◆ Exercise goal
After finding the line that contains "Locate the building", give again that line and each one following it, exactly, until the records end.

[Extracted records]
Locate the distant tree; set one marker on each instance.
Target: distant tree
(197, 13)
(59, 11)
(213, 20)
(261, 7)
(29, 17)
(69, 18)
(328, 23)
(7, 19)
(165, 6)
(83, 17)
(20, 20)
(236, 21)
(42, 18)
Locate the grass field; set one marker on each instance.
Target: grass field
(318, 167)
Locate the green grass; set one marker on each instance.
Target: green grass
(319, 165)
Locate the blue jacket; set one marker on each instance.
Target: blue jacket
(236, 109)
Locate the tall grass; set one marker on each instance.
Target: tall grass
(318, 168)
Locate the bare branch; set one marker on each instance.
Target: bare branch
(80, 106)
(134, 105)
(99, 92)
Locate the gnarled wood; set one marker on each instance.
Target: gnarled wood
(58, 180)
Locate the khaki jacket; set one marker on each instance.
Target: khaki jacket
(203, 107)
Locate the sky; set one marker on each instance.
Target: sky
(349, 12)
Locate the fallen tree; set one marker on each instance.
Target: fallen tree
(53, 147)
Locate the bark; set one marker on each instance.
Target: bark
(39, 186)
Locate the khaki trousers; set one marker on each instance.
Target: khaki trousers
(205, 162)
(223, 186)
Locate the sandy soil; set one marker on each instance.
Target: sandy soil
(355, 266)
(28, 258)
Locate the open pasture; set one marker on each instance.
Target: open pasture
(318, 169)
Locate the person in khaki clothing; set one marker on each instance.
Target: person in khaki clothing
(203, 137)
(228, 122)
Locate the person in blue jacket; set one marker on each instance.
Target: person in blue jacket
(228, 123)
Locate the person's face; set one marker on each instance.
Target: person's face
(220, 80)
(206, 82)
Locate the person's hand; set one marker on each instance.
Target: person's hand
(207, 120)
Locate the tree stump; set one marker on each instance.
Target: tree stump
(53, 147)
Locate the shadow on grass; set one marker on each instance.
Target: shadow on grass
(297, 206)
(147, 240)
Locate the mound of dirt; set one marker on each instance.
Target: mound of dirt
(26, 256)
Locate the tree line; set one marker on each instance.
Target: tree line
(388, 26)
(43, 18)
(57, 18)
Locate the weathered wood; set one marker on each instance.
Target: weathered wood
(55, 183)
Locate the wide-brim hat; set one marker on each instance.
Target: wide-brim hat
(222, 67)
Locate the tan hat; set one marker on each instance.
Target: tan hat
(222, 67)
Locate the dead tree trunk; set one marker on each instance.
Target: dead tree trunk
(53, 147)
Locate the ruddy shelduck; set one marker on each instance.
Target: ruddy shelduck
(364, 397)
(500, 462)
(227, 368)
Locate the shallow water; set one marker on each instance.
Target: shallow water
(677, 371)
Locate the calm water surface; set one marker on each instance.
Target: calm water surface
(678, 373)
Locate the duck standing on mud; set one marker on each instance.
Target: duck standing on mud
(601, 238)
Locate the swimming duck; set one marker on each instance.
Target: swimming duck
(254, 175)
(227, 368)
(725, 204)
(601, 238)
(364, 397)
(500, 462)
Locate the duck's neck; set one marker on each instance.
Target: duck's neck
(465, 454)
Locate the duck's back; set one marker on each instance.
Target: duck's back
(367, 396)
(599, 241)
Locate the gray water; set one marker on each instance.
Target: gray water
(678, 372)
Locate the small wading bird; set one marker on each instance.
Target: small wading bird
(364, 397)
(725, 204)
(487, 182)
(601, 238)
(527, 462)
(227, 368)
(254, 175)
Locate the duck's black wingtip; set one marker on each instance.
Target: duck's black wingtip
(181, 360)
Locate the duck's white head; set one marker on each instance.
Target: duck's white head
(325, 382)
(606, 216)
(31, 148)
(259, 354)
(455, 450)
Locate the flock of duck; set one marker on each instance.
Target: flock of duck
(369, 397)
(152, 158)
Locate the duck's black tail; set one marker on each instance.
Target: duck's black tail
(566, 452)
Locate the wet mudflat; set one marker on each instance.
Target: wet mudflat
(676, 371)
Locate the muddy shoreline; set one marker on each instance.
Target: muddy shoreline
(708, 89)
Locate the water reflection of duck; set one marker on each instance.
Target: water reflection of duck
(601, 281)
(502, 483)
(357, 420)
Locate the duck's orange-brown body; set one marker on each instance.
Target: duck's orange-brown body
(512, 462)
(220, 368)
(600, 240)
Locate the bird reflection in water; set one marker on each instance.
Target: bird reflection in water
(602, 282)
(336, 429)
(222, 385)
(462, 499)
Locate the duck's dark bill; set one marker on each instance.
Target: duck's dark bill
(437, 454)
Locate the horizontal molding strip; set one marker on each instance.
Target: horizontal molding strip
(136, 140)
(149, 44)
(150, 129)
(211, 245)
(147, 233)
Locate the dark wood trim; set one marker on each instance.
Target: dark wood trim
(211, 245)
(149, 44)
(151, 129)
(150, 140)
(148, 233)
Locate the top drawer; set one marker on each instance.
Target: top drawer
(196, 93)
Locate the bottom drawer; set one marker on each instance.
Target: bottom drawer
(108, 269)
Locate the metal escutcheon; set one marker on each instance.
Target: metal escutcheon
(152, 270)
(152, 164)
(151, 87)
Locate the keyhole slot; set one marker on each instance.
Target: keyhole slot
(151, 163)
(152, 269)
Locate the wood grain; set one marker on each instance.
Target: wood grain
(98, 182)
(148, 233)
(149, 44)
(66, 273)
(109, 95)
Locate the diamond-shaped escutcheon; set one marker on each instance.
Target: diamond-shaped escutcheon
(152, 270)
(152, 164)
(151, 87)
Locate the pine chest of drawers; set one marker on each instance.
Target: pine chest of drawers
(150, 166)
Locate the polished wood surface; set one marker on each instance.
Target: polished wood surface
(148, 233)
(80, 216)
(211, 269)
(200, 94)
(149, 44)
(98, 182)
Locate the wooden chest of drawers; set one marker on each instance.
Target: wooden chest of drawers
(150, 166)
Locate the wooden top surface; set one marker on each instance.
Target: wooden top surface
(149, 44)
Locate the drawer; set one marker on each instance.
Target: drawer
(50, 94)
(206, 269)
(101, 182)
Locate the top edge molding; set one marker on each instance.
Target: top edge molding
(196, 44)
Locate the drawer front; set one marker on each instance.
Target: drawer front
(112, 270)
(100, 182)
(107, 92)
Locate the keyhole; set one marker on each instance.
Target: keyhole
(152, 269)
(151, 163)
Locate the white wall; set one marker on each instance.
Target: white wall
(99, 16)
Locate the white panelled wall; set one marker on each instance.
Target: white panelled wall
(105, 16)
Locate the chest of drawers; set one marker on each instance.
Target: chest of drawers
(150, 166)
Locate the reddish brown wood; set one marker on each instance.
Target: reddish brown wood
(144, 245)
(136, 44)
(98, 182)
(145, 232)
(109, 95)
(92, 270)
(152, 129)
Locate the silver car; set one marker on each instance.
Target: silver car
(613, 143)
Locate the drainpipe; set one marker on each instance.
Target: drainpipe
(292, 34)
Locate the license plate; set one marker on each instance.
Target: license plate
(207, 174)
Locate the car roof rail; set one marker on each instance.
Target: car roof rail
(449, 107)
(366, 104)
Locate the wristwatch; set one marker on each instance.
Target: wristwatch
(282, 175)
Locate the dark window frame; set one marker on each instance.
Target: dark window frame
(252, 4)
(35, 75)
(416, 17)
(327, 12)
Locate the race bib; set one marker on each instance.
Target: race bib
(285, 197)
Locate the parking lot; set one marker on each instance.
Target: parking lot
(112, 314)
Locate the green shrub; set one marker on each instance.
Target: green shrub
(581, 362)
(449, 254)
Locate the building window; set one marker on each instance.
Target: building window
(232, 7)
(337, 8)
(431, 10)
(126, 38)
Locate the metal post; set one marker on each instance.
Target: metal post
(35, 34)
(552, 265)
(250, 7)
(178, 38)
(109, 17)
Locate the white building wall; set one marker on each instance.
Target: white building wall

◆ Result
Locate the building window; set one marker on each instance.
Target: building window
(232, 7)
(337, 8)
(431, 10)
(126, 38)
Locate the metal post; set one marker on each instance.
Target: metal post
(35, 34)
(552, 265)
(250, 7)
(178, 38)
(109, 17)
Locate the white building wall; set one marker on each instance.
Target: white building wall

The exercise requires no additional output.